▶ **GOAL**
Reproduce all of the records below line for line, without changing a single character.

▶ **GIVEN ENTRIES**
↓

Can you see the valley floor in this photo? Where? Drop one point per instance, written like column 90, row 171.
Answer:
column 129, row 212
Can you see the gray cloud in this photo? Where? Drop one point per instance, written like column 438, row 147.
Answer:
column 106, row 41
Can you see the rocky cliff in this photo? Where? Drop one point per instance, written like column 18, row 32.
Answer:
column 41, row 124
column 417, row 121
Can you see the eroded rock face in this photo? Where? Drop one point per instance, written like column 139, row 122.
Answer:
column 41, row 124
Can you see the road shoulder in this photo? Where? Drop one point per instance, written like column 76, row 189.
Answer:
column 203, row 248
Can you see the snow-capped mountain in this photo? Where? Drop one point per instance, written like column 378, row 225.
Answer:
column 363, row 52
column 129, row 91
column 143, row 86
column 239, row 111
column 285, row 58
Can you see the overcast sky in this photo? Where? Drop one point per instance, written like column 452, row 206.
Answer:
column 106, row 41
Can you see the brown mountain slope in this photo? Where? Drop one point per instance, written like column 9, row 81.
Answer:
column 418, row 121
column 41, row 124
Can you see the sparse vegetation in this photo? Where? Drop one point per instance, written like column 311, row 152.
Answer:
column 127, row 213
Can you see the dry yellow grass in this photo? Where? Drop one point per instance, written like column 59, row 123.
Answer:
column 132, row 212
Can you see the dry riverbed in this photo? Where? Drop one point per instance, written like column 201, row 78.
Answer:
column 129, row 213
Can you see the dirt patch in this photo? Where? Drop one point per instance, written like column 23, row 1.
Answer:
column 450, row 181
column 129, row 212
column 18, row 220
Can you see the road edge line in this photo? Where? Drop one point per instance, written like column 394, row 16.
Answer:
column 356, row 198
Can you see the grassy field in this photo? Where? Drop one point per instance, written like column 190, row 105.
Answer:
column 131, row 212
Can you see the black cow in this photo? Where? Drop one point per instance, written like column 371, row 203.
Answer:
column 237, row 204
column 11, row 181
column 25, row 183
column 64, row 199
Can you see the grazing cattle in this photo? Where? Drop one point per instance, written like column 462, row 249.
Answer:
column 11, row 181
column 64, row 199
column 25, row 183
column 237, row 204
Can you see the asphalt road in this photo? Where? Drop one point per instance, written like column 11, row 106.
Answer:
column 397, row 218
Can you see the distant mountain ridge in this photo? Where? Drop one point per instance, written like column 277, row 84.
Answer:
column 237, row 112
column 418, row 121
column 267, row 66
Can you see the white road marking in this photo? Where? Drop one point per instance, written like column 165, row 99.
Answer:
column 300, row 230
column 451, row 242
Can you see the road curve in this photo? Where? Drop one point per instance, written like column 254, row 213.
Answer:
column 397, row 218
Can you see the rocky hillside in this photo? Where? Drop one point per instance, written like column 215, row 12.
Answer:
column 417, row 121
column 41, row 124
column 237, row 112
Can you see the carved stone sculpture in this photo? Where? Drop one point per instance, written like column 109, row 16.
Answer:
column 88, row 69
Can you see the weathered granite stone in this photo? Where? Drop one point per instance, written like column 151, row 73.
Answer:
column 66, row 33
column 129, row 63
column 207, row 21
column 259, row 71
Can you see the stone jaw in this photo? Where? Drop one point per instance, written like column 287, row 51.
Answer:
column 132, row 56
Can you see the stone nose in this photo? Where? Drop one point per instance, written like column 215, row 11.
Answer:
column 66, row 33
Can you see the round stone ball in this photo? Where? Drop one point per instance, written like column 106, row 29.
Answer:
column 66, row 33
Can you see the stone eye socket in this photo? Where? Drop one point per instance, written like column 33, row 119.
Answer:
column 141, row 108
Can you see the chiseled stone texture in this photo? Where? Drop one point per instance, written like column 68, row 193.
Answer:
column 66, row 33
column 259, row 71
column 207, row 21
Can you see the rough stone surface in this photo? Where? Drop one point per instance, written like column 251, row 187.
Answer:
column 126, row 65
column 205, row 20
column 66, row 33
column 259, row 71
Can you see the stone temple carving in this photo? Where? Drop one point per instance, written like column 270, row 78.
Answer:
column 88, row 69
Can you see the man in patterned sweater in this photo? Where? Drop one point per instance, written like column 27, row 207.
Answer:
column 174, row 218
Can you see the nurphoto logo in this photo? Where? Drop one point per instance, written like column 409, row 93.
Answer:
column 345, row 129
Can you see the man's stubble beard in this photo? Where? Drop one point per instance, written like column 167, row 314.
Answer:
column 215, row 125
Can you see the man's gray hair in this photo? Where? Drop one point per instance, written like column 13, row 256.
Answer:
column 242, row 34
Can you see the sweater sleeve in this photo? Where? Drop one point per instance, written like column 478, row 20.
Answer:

↑

▶ **IN RESPONSE**
Can you see the valley floor in this photo? Where? Drop one point per instance, written like column 90, row 171.
Answer:
column 129, row 212
Can you see the gray cloud in this photo? Where? Drop one point per instance, written like column 438, row 147.
Answer:
column 106, row 41
Can you see the rocky cliff in this photo? Where? Drop one point per instance, written like column 18, row 32.
Answer:
column 41, row 124
column 417, row 121
Can you see the eroded rock face in this photo? Where? Drop one point per instance, written like column 139, row 122.
Answer:
column 41, row 124
Can you see the road shoulder in this photo? Where? Drop one point per instance, written like column 76, row 189.
Answer:
column 203, row 248
Can you see the snow-capped mountain in this photo? Where? Drop one point per instance, written like column 378, row 225.
Answer:
column 363, row 52
column 129, row 91
column 143, row 86
column 239, row 111
column 285, row 58
Can you see the overcast sky in this photo? Where? Drop one point per instance, written like column 452, row 206.
Answer:
column 106, row 41
Can you see the brown mountain slope in this photo? Where? Drop one point per instance, written like column 9, row 81.
Answer:
column 418, row 121
column 41, row 124
Can you see the sparse vegetation in this photo? Where? Drop one point per instance, written like column 311, row 152.
Answer:
column 127, row 213
Can you see the dry yellow grass in this photo? Where? Drop one point per instance, written like column 59, row 123.
Answer:
column 132, row 212
Can you see the dry riverbed in this photo? Where? Drop one point per instance, written like column 201, row 78.
Answer:
column 129, row 213
Can you see the dirt patch in this photo? Where? Drop one point per instance, written like column 23, row 1.
Answer:
column 450, row 181
column 129, row 212
column 18, row 220
Can you see the road edge line in this photo? Where? Drop one point per instance, written like column 394, row 16.
Answer:
column 356, row 198
Can you see the grassy field in this photo? Where? Drop one point per instance, written like column 190, row 105.
Answer:
column 131, row 212
Can you see the black cow in this photo? Where? Drop one point per instance, written like column 371, row 203.
Answer:
column 237, row 204
column 11, row 181
column 25, row 183
column 64, row 199
Can you see the grazing cattle in this photo? Where? Drop one point per instance, written like column 462, row 249.
Answer:
column 11, row 181
column 64, row 199
column 25, row 183
column 237, row 204
Can you see the asphalt road in this photo? Where? Drop one point per instance, written like column 11, row 106.
Answer:
column 397, row 218
Can you see the distant mountain ridge in this photo? Where? Drop one point per instance, written like column 277, row 84.
Answer:
column 237, row 112
column 418, row 121
column 267, row 66
Can you see the white road marking in this photo? Where? Drop one point per instance, written like column 165, row 99.
Answer:
column 300, row 230
column 451, row 242
Can you see the road curve in this photo? Where? Drop one point per instance, written like column 254, row 213.
Answer:
column 397, row 218
Can you see the rocky hillside in this photo? Where? Drop one point per instance, written like column 215, row 12.
Answer:
column 417, row 121
column 41, row 124
column 237, row 112
Can you see the carved stone sculpture in this photo? Where? Drop one point per instance, written like column 109, row 16.
Answer:
column 88, row 69
Can you see the weathered granite stone in this photo? Where? Drop one point per instance, written like column 151, row 73.
Answer:
column 66, row 33
column 129, row 63
column 207, row 21
column 259, row 71
Can you see the stone jaw in this photo? Where? Drop one point per instance, written like column 287, row 51.
Answer:
column 132, row 56
Can you see the stone nose in this photo? Where? Drop one point per instance, written like column 215, row 11.
Answer:
column 66, row 33
Can you see the round stone ball in this photo? Where? Drop one point per instance, written like column 106, row 29.
Answer:
column 66, row 33
Can you see the stone eye socket in this photo? Where? Drop one point per instance, written like column 33, row 119.
Answer:
column 141, row 108
Can you see the chiseled stone texture in this photo? Where? Drop one point per instance, written like column 68, row 193.
Answer:
column 66, row 33
column 259, row 71
column 207, row 21
Can you see the rough stone surface in this photo? Where? Drop one point per instance, written like column 251, row 187.
Answer:
column 126, row 65
column 205, row 20
column 66, row 33
column 259, row 71
Can you see the stone temple carving in this photo? Where? Drop one point per instance, written like column 270, row 78.
Answer:
column 88, row 69
Can you see the man in patterned sweater in this photo? Where? Drop one point per instance, written like column 27, row 207.
Answer:
column 174, row 218
Can you see the nurphoto logo in this photo? Where? Drop one point per instance, written like column 409, row 93.
Answer:
column 345, row 129
Can you see the man's stubble beard in this photo? Where? Drop one point per instance, written like column 167, row 314.
Answer:
column 215, row 125
Can you see the man's gray hair in this photo? Where? Drop one point per instance, written like column 13, row 256.
Answer:
column 242, row 34
Can you see the sweater sleeve in this photo? Where? Drop one point per instance, written like column 478, row 20.
Answer:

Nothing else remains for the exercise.